Xero, the global small business platform, today released its Small Business Insights (XSBI) for September revealing an uptick in small business jobs and year-on-year revenue growth in New Zealand.

Nationwide, the average number of jobs in the small business sector rose in September by nearly a full percent (0.9%) after falling in August by 1.4%. Small business employment is now sitting at 1.8% below pre-crisis levels.

Overall, small business revenue in New Zealand was up 3.4% year-on-year in September 2020.

During Auckland’s Alert Level 3 lockdown, small business jobs in the city dropped by 1.7%. The recovery began in September, spurred by 3.1% revenue growth in Auckland compared to September 2019.

Xero managing director for New Zealand & Pacific Islands Craig Hudson says the data points towards a resilience across Aotearoa’s small business sector, which has demonstrated the ability to bounce back.

“The growth of revenue following Alert Level restrictions earlier in the year and more recently after the latest lockdown in Auckland indicates that our small business owners are learning to operate and adapt to this new normal in the COVID-19 world,” says Hudson.

Queenstown revenue still down despite local tourism

Overall, small business revenue in Aotearoa was up 3.4% year-on-year in September 2020. With the exception of Queenstown (and Otago), all regions across Aotearoa saw a rise in revenues year-on-year including Northland (10.7%), Canterbury (7.1%), Wellington (5.4%), and Waikato (3.7%).

“The ongoing border closure and restriction on international visitors continues to have an impact on overall revenue figures in Queenstown. Despite a surge in local tourism in the region, it’s evident Kiwis aren’t spending as much as international tourists did in 2019,” says Hudson.

▶ [Activities]:
A. Could you return, word for word, everything in the Xero small business release from "Xero, the global" down to "in New Zealand."?
B. Can you take the Xero small business release further, picking up right after its final sentence?
The items that come after the Xero small business release are separate material and are not part of it.

▶ [Source material]:
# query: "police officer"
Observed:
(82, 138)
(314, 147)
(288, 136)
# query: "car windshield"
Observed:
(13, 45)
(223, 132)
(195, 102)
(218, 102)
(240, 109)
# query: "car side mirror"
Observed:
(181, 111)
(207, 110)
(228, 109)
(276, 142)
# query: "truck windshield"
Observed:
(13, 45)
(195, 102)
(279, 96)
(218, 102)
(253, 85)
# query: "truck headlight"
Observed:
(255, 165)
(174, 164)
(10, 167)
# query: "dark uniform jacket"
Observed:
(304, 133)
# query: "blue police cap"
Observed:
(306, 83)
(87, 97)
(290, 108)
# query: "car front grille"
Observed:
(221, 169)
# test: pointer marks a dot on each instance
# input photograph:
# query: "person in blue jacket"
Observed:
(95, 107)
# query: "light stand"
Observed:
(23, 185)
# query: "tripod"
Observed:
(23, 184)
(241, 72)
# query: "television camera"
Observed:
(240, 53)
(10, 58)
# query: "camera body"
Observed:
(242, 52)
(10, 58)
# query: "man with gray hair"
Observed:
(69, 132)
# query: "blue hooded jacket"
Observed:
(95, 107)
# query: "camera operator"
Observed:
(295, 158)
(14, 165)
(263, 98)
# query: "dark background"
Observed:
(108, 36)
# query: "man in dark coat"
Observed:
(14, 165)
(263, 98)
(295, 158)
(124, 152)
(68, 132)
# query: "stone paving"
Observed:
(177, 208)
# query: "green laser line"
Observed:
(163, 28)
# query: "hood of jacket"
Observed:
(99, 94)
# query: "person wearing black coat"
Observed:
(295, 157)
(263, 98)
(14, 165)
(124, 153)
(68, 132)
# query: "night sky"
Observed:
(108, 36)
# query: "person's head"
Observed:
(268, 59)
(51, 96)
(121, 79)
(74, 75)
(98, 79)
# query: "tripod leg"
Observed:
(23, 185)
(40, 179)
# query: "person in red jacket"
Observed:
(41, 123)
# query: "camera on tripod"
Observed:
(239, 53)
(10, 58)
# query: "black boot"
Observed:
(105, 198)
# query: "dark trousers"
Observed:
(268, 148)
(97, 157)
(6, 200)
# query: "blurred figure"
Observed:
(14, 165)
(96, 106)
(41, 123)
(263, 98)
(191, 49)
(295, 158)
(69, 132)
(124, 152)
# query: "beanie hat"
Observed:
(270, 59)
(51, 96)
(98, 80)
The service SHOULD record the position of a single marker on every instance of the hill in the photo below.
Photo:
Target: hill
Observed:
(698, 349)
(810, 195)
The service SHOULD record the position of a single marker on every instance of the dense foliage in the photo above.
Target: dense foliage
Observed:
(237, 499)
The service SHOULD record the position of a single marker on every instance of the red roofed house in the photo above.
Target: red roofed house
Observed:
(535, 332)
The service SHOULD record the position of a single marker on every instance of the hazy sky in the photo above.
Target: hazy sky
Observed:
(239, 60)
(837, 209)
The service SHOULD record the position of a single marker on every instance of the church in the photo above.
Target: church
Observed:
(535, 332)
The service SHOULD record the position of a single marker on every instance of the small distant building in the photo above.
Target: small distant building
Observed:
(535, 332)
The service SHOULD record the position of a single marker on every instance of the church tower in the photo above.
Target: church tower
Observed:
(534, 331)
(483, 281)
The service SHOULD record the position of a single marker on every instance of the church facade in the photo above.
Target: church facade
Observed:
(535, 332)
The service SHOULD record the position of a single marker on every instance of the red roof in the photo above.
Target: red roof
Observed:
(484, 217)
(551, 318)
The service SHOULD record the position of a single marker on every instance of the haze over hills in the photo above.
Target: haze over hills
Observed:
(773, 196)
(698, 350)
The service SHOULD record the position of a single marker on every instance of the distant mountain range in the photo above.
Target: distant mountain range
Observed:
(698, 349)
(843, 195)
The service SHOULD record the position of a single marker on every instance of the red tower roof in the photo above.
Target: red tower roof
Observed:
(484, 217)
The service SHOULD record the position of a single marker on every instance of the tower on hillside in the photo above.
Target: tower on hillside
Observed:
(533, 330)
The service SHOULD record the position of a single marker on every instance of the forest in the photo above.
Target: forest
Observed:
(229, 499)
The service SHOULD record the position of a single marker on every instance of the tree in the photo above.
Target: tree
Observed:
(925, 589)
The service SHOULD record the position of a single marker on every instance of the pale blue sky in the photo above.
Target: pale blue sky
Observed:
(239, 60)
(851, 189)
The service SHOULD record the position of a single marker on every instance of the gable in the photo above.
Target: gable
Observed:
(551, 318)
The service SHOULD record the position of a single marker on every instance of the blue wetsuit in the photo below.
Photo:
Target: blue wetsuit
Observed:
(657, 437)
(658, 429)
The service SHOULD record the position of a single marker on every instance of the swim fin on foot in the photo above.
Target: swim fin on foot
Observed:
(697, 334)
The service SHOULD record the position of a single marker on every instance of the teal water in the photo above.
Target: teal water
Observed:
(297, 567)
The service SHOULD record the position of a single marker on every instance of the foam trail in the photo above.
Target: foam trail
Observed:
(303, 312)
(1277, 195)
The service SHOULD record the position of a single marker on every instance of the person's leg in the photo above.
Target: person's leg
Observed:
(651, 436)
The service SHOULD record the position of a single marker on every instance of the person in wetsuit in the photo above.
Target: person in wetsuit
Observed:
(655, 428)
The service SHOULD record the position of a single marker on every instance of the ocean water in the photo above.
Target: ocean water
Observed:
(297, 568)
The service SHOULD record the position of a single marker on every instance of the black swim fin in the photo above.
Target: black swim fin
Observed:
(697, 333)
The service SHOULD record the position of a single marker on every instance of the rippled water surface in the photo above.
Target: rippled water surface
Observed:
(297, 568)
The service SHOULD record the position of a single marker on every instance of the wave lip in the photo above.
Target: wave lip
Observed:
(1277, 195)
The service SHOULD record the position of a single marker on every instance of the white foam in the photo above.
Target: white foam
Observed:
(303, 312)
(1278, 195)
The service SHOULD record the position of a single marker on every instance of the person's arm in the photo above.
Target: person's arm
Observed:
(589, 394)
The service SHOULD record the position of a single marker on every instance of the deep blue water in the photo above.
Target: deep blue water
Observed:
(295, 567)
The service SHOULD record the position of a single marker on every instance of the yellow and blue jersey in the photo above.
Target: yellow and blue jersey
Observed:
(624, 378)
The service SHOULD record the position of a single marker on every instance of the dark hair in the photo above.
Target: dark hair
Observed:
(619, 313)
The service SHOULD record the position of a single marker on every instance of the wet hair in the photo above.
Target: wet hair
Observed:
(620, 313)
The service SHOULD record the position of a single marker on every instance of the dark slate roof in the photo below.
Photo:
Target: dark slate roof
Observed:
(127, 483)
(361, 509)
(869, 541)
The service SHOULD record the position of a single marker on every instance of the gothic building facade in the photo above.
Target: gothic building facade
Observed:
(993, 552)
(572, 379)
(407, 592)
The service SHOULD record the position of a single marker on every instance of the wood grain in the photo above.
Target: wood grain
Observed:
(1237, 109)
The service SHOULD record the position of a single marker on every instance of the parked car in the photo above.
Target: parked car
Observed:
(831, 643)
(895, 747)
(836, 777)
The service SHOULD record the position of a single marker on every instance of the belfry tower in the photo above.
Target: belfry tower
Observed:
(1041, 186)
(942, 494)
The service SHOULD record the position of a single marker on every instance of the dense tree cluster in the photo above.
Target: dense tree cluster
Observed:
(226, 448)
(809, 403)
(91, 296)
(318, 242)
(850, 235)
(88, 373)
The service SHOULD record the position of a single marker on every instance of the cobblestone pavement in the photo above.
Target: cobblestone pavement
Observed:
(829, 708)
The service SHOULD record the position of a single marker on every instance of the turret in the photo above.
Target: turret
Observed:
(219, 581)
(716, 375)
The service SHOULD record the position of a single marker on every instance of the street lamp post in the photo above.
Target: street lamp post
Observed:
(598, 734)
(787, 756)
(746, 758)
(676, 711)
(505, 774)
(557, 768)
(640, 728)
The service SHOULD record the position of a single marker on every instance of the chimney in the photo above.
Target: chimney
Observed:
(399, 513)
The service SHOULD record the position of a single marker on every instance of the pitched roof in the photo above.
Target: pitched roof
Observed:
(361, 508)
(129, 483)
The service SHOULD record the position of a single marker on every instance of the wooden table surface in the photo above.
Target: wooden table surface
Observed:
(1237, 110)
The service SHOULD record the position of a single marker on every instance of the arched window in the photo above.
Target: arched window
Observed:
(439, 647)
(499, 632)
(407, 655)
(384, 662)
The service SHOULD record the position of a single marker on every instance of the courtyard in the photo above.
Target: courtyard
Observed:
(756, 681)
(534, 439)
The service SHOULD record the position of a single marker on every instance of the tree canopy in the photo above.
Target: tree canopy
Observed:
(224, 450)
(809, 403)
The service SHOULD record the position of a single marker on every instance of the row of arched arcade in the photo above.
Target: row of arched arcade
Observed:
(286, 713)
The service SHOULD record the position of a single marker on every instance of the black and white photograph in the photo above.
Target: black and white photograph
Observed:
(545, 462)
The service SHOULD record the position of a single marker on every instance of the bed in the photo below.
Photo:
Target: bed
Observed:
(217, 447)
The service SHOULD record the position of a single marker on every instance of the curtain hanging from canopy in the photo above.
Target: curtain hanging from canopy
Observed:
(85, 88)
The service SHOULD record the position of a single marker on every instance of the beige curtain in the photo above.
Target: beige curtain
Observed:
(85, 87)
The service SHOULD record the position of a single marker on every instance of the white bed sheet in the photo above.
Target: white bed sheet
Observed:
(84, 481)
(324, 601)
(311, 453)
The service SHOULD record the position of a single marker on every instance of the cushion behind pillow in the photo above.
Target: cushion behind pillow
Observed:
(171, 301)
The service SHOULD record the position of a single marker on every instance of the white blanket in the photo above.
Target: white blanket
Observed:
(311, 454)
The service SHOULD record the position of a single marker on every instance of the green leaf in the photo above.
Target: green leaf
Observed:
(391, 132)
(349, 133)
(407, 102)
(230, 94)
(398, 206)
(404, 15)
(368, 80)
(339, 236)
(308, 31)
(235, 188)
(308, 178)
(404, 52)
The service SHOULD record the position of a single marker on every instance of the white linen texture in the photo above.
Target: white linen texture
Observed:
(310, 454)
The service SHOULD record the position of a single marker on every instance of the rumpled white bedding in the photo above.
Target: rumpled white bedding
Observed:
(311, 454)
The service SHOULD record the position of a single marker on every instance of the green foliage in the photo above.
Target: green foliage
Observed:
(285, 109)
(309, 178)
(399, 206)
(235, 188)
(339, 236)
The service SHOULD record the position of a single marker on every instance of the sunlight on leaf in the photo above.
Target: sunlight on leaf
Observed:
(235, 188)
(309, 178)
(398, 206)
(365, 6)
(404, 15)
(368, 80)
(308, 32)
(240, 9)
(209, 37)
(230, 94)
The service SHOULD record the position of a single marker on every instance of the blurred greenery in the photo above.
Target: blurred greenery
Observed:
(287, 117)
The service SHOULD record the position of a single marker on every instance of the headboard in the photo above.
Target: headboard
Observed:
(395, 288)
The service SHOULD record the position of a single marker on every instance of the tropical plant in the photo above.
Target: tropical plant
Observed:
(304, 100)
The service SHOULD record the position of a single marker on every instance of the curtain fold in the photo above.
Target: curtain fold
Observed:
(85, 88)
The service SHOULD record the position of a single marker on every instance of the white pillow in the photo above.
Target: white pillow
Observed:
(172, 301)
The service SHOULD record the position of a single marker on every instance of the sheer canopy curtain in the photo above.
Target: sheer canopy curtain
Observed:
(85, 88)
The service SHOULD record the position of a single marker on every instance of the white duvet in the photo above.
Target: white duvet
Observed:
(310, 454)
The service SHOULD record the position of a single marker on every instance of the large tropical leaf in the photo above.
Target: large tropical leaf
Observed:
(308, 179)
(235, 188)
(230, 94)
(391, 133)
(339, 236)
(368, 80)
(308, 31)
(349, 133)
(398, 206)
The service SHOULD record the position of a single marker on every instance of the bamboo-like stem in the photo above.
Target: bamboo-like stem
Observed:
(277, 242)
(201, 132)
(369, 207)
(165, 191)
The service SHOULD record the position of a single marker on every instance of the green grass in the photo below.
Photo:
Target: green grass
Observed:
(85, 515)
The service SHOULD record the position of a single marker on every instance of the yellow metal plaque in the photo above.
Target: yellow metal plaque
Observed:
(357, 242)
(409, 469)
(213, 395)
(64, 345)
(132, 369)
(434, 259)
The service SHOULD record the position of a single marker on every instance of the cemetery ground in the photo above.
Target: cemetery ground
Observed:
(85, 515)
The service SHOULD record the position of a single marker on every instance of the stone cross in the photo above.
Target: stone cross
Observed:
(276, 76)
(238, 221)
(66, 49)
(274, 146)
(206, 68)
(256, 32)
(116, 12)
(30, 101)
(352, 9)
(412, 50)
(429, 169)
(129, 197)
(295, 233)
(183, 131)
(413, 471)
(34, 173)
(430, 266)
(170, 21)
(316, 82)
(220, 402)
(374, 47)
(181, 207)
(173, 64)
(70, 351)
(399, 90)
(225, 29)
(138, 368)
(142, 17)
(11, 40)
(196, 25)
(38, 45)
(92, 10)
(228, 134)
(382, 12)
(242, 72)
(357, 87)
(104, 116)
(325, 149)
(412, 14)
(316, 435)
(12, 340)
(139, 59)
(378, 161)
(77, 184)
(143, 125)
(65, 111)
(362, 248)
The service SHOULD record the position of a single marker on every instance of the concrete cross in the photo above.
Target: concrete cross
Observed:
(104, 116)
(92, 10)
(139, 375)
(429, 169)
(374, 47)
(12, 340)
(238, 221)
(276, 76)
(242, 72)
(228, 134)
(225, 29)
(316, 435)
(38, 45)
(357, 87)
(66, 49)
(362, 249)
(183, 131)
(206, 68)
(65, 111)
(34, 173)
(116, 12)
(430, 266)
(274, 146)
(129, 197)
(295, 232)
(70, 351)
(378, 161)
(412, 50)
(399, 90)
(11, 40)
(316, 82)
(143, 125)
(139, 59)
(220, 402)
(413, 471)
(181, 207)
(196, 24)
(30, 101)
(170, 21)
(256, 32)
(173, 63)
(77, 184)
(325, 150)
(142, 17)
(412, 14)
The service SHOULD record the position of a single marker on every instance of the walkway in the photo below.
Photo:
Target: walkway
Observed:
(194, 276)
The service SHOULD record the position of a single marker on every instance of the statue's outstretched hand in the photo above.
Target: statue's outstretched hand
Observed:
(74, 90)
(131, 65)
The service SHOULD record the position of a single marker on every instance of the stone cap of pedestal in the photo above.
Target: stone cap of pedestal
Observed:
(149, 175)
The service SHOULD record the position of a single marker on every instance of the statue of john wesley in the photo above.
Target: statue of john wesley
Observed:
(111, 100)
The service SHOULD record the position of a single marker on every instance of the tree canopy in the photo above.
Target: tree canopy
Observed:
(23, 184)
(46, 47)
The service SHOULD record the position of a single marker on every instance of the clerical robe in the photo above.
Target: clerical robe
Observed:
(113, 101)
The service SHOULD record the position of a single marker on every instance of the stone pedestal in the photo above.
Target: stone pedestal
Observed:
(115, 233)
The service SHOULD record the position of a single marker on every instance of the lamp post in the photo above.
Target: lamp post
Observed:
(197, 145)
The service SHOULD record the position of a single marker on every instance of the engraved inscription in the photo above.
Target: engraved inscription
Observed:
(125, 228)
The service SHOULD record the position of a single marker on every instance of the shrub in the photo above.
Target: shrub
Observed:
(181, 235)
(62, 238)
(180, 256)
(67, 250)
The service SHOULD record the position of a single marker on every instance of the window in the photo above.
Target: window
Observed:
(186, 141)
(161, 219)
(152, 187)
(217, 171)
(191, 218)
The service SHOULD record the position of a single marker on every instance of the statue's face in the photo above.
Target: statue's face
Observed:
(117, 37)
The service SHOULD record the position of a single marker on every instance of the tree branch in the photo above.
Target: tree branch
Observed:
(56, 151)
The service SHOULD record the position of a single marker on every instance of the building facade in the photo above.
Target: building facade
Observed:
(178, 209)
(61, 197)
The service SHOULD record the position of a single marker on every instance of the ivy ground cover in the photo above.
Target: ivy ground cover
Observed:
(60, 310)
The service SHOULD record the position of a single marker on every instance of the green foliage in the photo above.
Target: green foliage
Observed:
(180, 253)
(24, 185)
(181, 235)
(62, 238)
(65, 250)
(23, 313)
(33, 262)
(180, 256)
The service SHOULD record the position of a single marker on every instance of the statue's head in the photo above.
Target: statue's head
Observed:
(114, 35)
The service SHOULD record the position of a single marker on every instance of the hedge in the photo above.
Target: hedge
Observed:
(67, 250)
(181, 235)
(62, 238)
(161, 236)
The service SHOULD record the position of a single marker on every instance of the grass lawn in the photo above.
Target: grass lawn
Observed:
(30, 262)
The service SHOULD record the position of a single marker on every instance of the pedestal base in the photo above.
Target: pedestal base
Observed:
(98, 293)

▶ [Response list]:
A.
Xero, the global small business platform, today released its Small Business Insights (XSBI) for September revealing an uptick in small business jobs and year-on-year revenue growth in New Zealand.

B.
“However, it is encouraging to see revenues improving year-on-year across all other regions of Aotearoa. It appears people are taking the message of buying local to heart and really embracing local small business to help keep our economy thriving.”

Looking at specific industries, most sectors recorded positive growth in September with manufacturing up 11% year-on-year, followed by improvement in construction (9%), retail trade (8%) and real estate (6%).

Hospitality remains the most affected industry, posting a -7% year-on-year decrease in September, although this is an improvement on August revenue results year-on year, which were down 9%.

“We have also seen the average time it takes for small businesses to get paid stabilise at a rate slightly faster than pre-COVID (25.1 days), suggesting Kiwis are making an effort to settle invoices and pay bills on time to support suppliers. That will be a big help to many of our small businesses.”

Job recovery varying across the regions

Nationwide, the average number of jobs in the small business sector rose in September (0.9%) after falling in August and are now sitting at just 1.8% below pre-crisis levels.

Regionally jobs were up, compared to March 2020, in Wellington (3.9%), Hawke’s Bay (3.0%) and Canterbury (2.2%), while the rest of the country reported jobs still below March 2020 levels including Northland (-7.9%), Queenstown (-6.1%), Waikato (-3.0%) and Auckland (-2.8%).

“While most regions are yet to recover all jobs lost since March, the fact jobs numbers haven’t declined further as wage subsidies begin to wane is promising,” says Hudson.

Hospitality jobs remain the hardest hit with employment figures down 10.8% on the first week of March pre-crisis figures.

“Looking at the employment figures compared to revenue, it seems hospitality business owners are working longer hours without hiring extra hands due to the uncertainty of the future.

“It’s a reminder that many small business owners across the country are doing everything they can to keep things afloat right now and are a long way off ‘business as usual’. Workplace wellbeing is more important than ever with both business owners and employees needing as much support as possible,” concludes Hudson.